### TRAVAIL À FAIRE
• A. Répondez aux questions suivantes d'après l'article sur l'audience du Conseil constitutionnel :
(i) De quel parti Maurice Kamto est-il le candidat ?
(ii) Dans quel bâtiment de Yaoundé se trouvait la salle d'audience ?
(iii) À quelle date l'audience s'est-elle tenue ?
• B. Reprenez l'article sur l'audience du Conseil constitutionnel à Yaoundé après sa dernière phrase et poursuivez-le.

--- EXTRAIT FOURNI ---

Le candidat du Mouvement pour la Renaissance du Cameroun (Mrc) a souhaité entre autres que le contentieux post-électoral soit examiné par une autre juridiction.
Dans la salle d’audience du Conseil constitutionnel au rez-de-chaussée du Palais des congrès de Yaoundé hier mardi 16 octobre 2018, le Conseil constitutionnel vivait son baptême de feu pour trancher un contentieux lié à une élection présidentielle. D’entrée de jeu, les débat portant même sur l’impartialité de certains membres du Conseil a jeté une panique certaine dans les rangs. Les hostilités se sont ouvertes avec la requête du candidat Maurice Kamto qui, avec un conseil bien constitué, sollicitait de la haute instance juridictionnelle une récusation de certains conseillers pour cause d’impartialité et de ce fait, sollicitait en même temps du Conseil de déclarer son incompétence pour connaître des différentes affaires présentées devant elle. En ce qui concerne l’impartialité, le conseil du candidat du Mouvement pour la renaissance du Cameroun a invoqué une batterie d’instruments juridiques, internationaux et nationaux qui toutes établissent l’impartialité du juge électoral.

--- DONNÉES RECUEILLIES ---

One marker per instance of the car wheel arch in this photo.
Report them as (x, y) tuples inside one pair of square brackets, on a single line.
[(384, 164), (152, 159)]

---

### RÉPONSES AUX EXERCICES
• A.
(i) Du Mouvement pour la Renaissance du Cameroun (Mrc).
(ii) Au Palais des congrès, au rez-de-chaussée.
(iii) Le mardi 16 octobre 2018.

• B.
Les fondements de l’impartialité
Les textes juridiques qui motivent à la demande de l’exigence de l’impartialité des sages du Conseil constitutionnel siégeant en matière électorale ont été déclinés par le conseil de Maurice Kamto. Il s’agir essentiellement du Pacte des droits civils et politique de 1966 qui en son article 14 parle d’une juridiction impartiale et compétente. Ensuite, la Charte africaine du droit des peuples qui en son article 7 insiste sur la nécessité pour tout justiciable d’être jugé devant une juridiction impartiale. En plus, l’article 5 de la loi de 2004 qui fixe le statut des membres du Conseil constitutionnel. En la matière, le législateur a exigé du Conseiller constitutionnel de ne pas prendre position publiquement. Cet article veut éviter de laisser croire que l’indépendance et l’impartialité de la haute juridiction pourraient être compromises. Certains de ses membres ont encore de ce fait des liens évidents avec le parti au pouvoir ou sont en effet encore des membres influents. Ainsi, Jean-Baptiste Baskouda est membre du Bureau politique et Comité central du Rdpc. Il en va de même pour Emmanuel Bonde, qui est un membre influent du même parti. Foumane Akame, n’est pas en reste car son nom figure même au nombre de ceux qui ont adressé des appels à la candidature de Paul Biya.
Quant au président du Conseil constitutionnel, Clément Atangana, son épouse est député Rdpc. Le juge va trancher rejeter les demandes en indiquant que Kamto n’a pas qualité pour récuser un membre du Conseil constitutionnel.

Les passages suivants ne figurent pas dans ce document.